Written exercise:
Rewrite every line of the entries below as a numbered list, skipping blank lines. Leave the pictures out of your answer.

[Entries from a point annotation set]
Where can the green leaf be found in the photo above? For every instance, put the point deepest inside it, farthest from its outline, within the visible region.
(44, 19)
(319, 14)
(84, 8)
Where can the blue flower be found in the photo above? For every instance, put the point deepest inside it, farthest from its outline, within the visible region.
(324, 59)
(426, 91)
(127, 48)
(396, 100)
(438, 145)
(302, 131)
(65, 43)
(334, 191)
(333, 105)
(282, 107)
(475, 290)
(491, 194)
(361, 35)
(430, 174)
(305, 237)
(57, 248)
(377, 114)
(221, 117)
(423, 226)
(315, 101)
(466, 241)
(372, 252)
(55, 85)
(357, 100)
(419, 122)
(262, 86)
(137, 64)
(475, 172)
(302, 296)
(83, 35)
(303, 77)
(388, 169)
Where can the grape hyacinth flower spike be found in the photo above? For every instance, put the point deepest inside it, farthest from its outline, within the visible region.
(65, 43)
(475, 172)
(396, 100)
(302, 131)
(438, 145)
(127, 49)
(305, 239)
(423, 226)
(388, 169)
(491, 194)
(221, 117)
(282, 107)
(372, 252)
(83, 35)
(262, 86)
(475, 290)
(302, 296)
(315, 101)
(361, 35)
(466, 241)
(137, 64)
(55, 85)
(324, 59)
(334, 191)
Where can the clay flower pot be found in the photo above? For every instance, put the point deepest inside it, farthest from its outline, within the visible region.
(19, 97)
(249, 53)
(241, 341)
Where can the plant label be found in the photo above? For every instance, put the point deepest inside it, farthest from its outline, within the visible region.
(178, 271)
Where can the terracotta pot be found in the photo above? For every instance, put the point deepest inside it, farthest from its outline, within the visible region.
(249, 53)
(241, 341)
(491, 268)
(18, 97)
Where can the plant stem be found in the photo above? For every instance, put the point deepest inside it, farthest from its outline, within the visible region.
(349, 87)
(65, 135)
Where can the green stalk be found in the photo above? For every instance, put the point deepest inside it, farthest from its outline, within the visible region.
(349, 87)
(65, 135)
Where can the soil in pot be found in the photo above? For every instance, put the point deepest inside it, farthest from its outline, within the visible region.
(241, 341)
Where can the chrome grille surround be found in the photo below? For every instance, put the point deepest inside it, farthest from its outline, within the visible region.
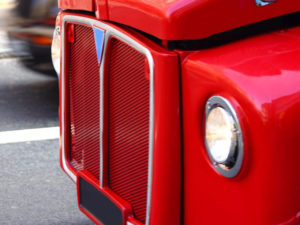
(109, 32)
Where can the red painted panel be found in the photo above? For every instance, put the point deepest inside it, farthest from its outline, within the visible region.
(183, 19)
(189, 19)
(87, 5)
(260, 77)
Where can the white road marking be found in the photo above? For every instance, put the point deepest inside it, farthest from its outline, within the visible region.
(39, 134)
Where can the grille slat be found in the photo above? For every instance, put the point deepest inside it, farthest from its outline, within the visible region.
(127, 104)
(128, 112)
(83, 77)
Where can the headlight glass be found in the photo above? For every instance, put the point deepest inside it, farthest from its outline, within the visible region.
(220, 135)
(55, 49)
(223, 136)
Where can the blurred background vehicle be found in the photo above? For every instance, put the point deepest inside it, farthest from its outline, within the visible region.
(31, 23)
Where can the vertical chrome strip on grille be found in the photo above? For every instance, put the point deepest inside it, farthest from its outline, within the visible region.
(110, 32)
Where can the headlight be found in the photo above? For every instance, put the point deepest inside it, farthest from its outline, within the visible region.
(55, 49)
(223, 136)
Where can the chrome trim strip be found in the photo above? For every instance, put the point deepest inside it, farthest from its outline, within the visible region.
(62, 77)
(112, 32)
(219, 101)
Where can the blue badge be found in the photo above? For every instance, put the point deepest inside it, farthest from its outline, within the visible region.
(99, 39)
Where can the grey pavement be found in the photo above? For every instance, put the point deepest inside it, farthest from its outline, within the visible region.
(33, 188)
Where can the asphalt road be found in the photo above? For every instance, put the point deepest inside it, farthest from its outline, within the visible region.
(33, 189)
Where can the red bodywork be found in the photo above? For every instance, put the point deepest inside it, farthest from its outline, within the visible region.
(259, 75)
(182, 19)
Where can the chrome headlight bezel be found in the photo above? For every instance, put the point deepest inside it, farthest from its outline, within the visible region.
(232, 165)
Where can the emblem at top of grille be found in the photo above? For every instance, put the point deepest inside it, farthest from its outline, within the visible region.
(99, 39)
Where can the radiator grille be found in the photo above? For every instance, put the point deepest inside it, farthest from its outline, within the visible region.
(83, 84)
(128, 125)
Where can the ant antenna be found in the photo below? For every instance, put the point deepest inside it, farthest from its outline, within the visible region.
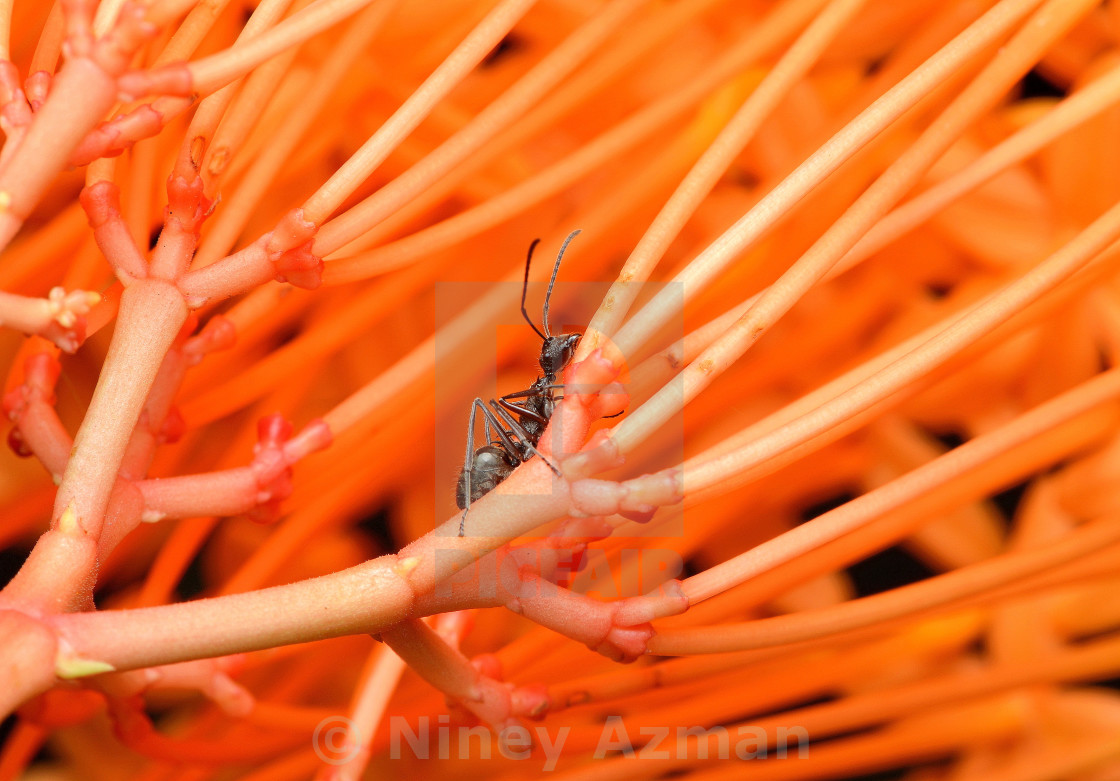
(556, 270)
(524, 289)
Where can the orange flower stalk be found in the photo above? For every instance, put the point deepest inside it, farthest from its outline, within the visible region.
(829, 485)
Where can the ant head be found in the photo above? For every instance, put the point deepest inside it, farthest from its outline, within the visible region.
(557, 352)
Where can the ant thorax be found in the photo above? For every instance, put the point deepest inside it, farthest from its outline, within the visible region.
(557, 353)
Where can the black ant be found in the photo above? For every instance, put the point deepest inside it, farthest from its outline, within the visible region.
(516, 438)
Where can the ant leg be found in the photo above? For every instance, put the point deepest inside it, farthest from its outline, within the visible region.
(523, 436)
(522, 411)
(468, 467)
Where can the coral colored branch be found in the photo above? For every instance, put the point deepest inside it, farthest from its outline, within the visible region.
(389, 136)
(907, 489)
(212, 73)
(59, 317)
(768, 211)
(114, 136)
(30, 406)
(102, 204)
(899, 602)
(514, 101)
(150, 317)
(363, 600)
(714, 163)
(259, 487)
(464, 684)
(81, 94)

Full solution:
1. Where can the green leaf be found in the photo above? For every instance, put the point deepest inside it, farthest from its outline, within the visible region.
2. (44, 19)
3. (319, 14)
4. (84, 8)
5. Where can the blue flower be found in the photo above? For every instance, put the point deepest inside it, farthest from its outline, within the visible region.
6. (324, 59)
7. (426, 91)
8. (127, 48)
9. (396, 100)
10. (438, 145)
11. (302, 131)
12. (65, 43)
13. (334, 191)
14. (333, 105)
15. (282, 107)
16. (475, 290)
17. (491, 194)
18. (361, 35)
19. (430, 174)
20. (305, 237)
21. (57, 248)
22. (377, 114)
23. (221, 117)
24. (423, 226)
25. (315, 101)
26. (466, 241)
27. (372, 252)
28. (55, 85)
29. (357, 100)
30. (419, 122)
31. (262, 86)
32. (137, 64)
33. (475, 172)
34. (302, 296)
35. (83, 35)
36. (303, 77)
37. (388, 169)
38. Where can the grape hyacinth flower spike be found in the photo above? For every instance, put the point deepest inside it, farthest from its outline, within the visible region.
39. (65, 43)
40. (475, 172)
41. (396, 100)
42. (302, 131)
43. (438, 145)
44. (127, 49)
45. (305, 239)
46. (423, 226)
47. (388, 169)
48. (491, 194)
49. (221, 117)
50. (282, 107)
51. (372, 252)
52. (83, 35)
53. (262, 86)
54. (475, 290)
55. (302, 296)
56. (315, 101)
57. (361, 35)
58. (466, 241)
59. (137, 64)
60. (55, 85)
61. (324, 59)
62. (334, 191)
63. Where can the clay flower pot be found in the photo above? For every instance, put the point deepest inside it, farthest from its outline, within the visible region.
64. (19, 97)
65. (249, 53)
66. (241, 341)
67. Where can the plant label be found in the photo above? For every instance, put the point deepest inside it, farthest from its outline, within the visible region.
68. (178, 271)
69. Where can the terracotta pot be found in the photo above? For every instance, put the point deepest inside it, farthest from its outline, within the visible region.
70. (249, 53)
71. (241, 341)
72. (491, 268)
73. (18, 97)
74. Where can the plant stem be found in the photo above? For every instance, put the point deepest inside it, farthest from its outline, within the visible region.
75. (349, 87)
76. (65, 135)
77. Where can the green stalk be found in the photo above? For every instance, put the point deepest inside it, farthest from its outline, within the visible region.
78. (349, 87)
79. (65, 135)
80. Where can the soil in pot be found in the photo above? For every instance, put the point deepest inside it, farthest from its outline, within the visible region.
81. (241, 341)
82. Where can the chrome grille surround be found in the photo below? For every instance, put the point deepest inside it, farthest from its outline, within the visible region.
83. (109, 32)
84. Where can the red painted panel be found in the photo above? For every instance, put the point deepest inside it, farthest from its outline, within the visible region.
85. (183, 19)
86. (189, 19)
87. (87, 5)
88. (260, 77)
89. Where can the white road marking be found in the photo above? For every instance, put the point deepest inside it, farthest from its outline, within the visible region.
90. (39, 134)
91. Where can the grille slat be found in the photo above? For every instance, put the point deepest inside it, farthest from its outline, within the visible region.
92. (127, 104)
93. (128, 112)
94. (83, 77)
95. Where can the headlight glass be found in the photo above? For every instance, put the point deepest inside it, farthest from its outline, within the visible region.
96. (220, 135)
97. (55, 49)
98. (223, 136)
99. Where can the blurred background vehicle be found in the photo above? For every instance, put the point deepest inside it, farthest from its outline, within the visible region.
100. (31, 23)
101. Where can the vertical chrome strip on grille be found in the photo above? For every instance, put the point deepest inside it, farthest from its outline, within the visible region.
102. (110, 32)
103. Where can the headlight be found in the photo above? For every instance, put the point deepest inside it, farthest from its outline, within the visible region.
104. (55, 49)
105. (223, 136)
106. Where can the chrome trim strip be found in the photo above? For every instance, put the point deepest inside it, farthest from its outline, within the visible region.
107. (62, 77)
108. (112, 32)
109. (219, 101)
110. Where can the blue badge be found in the photo above? For every instance, put the point deepest inside it, farthest from its outline, within the visible region.
111. (99, 39)
112. Where can the grey pavement be found in the photo above? For every instance, put the point deepest inside it, farthest from its outline, within the visible region.
113. (33, 188)
114. Where can the asphalt road be found in the photo above? For every instance, put the point deepest inside it, farthest from its outline, within the visible region.
115. (33, 189)
116. Where can the red bodywork be found in the photo above? For every instance, put the point deepest inside it, farthest from its outline, within the visible region.
117. (259, 75)
118. (182, 19)
119. Where can the chrome headlight bezel be found in the photo above? For every instance, put the point deepest inside it, farthest from its outline, within the visible region.
120. (232, 165)
121. Where can the emblem at top of grille be found in the photo above? For every instance, put the point deepest inside it, farthest from its outline, within the visible region.
122. (99, 39)
123. Where can the radiator grille be found in the photo above? For every instance, put the point deepest inside it, farthest from its outline, within the visible region.
124. (83, 84)
125. (128, 125)
126. Where can the ant antenna be found in the photo below? For every instance, put the point deepest inside it, farthest from its outline, within the visible region.
127. (556, 270)
128. (524, 289)
129. Where can the orange flower stalk be found in the photo above? For every instance, put the point deepest inside it, farthest from its outline, within the visible region.
130. (829, 485)
131. Where can the ant head be found in the photo above? For every instance, put the point deepest inside it, farthest from its outline, within the visible region.
132. (557, 352)
133. Where can the ant thorax be found in the photo above? For every instance, put the point deepest inside it, farthest from its outline, within the visible region.
134. (557, 353)
135. Where can the black ant be found in the photo above? For every instance, put the point deepest inside it, farthest from its outline, within the visible region.
136. (516, 438)
137. Where can the ant leg be found in the photo above? For every instance, put the point deepest inside it, farthest from its outline, within the visible region.
138. (523, 436)
139. (522, 411)
140. (468, 467)
141. Where can the coral colored branch be found in the photo above? For every instance, put the point deepest inside it, farthest from its outline, within the visible region.
142. (389, 136)
143. (907, 489)
144. (212, 73)
145. (59, 317)
146. (768, 211)
147. (114, 136)
148. (30, 406)
149. (102, 204)
150. (899, 602)
151. (514, 101)
152. (150, 317)
153. (363, 600)
154. (714, 163)
155. (259, 487)
156. (464, 684)
157. (81, 94)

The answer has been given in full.